Work required: Reproduce nothing but the lines from the one with "If you could point out the green vegetable" down to the last line of the data below.

%%

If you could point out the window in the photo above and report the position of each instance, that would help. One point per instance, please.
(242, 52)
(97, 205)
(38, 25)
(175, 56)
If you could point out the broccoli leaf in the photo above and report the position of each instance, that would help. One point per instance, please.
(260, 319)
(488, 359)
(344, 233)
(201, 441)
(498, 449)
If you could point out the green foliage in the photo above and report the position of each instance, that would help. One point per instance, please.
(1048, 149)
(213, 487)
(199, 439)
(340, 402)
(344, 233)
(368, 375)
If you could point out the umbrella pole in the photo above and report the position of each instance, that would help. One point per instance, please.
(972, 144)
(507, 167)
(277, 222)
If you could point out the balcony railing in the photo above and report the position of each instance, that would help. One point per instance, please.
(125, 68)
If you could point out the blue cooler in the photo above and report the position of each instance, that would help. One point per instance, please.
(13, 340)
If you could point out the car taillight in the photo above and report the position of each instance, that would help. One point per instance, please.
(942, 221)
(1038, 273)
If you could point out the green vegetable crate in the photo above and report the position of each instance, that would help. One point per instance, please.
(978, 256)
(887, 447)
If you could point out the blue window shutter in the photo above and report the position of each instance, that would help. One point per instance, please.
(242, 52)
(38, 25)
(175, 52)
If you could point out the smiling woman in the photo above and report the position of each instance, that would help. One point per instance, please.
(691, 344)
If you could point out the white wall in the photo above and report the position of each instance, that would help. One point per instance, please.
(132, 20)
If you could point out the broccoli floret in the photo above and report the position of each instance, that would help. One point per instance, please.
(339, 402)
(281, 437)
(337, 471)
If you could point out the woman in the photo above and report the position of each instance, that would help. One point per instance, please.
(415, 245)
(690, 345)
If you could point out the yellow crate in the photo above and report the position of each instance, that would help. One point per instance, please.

%%

Answer for this exercise:
If you could point out the green vegetable crate in the photo above and report the position of each instance, that would help. One point per instance, please.
(978, 256)
(887, 447)
If you could point out the blue window shutter in the photo above and report the position of each instance, that would help. One point per instance, please.
(242, 52)
(38, 25)
(175, 52)
If you could point out the smiling woman in the photo above and report the position of each instance, that would help. One point per instance, please.
(691, 344)
If you could point out the white wall in the photo above and report the position of each instance, that would help. One point per instance, please.
(132, 20)
If you could point out the broccoli floret in the photo above and report the position of each instance, that would help. One point per instance, please.
(339, 402)
(281, 437)
(337, 471)
If you could point out the woman in the photo above and report the position of each instance, that would help. One point per instance, please.
(415, 245)
(690, 345)
If you could point out the yellow crate in the photo above and report the position of each instance, that would help. One point per instance, please.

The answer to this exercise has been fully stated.